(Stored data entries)
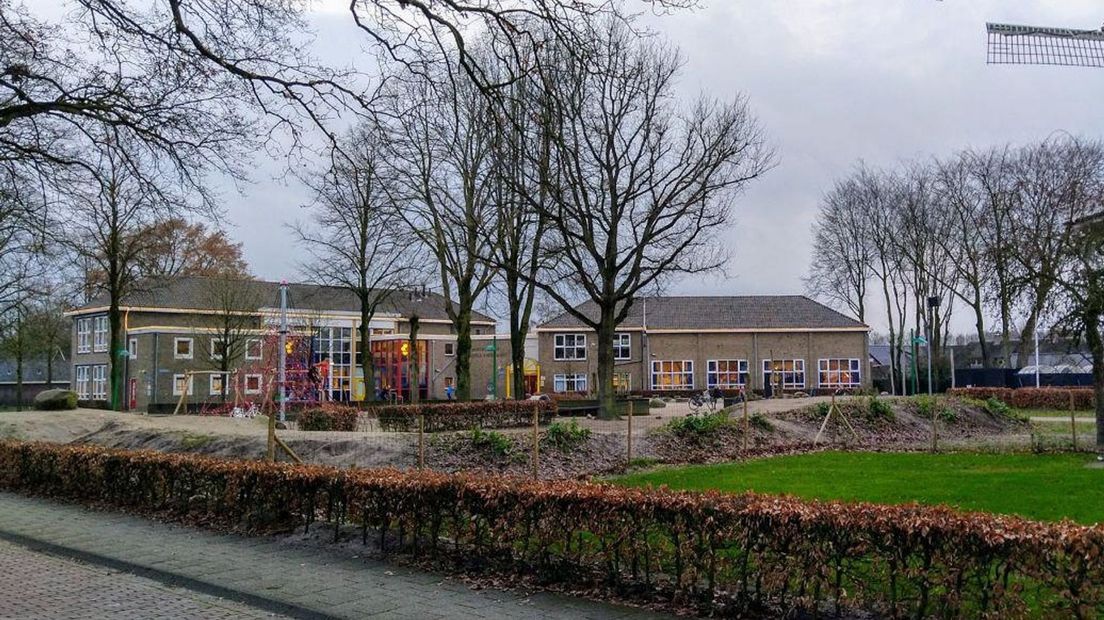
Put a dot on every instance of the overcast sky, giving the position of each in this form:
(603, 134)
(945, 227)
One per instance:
(832, 82)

# [TASK BRIEF]
Could you reproduce all of the data above exactly and skip any image?

# [RESPONSE TO THE TASK]
Put a dot on every instance of the overcast sky, giving the position of each in this form:
(603, 134)
(945, 227)
One per instance:
(832, 82)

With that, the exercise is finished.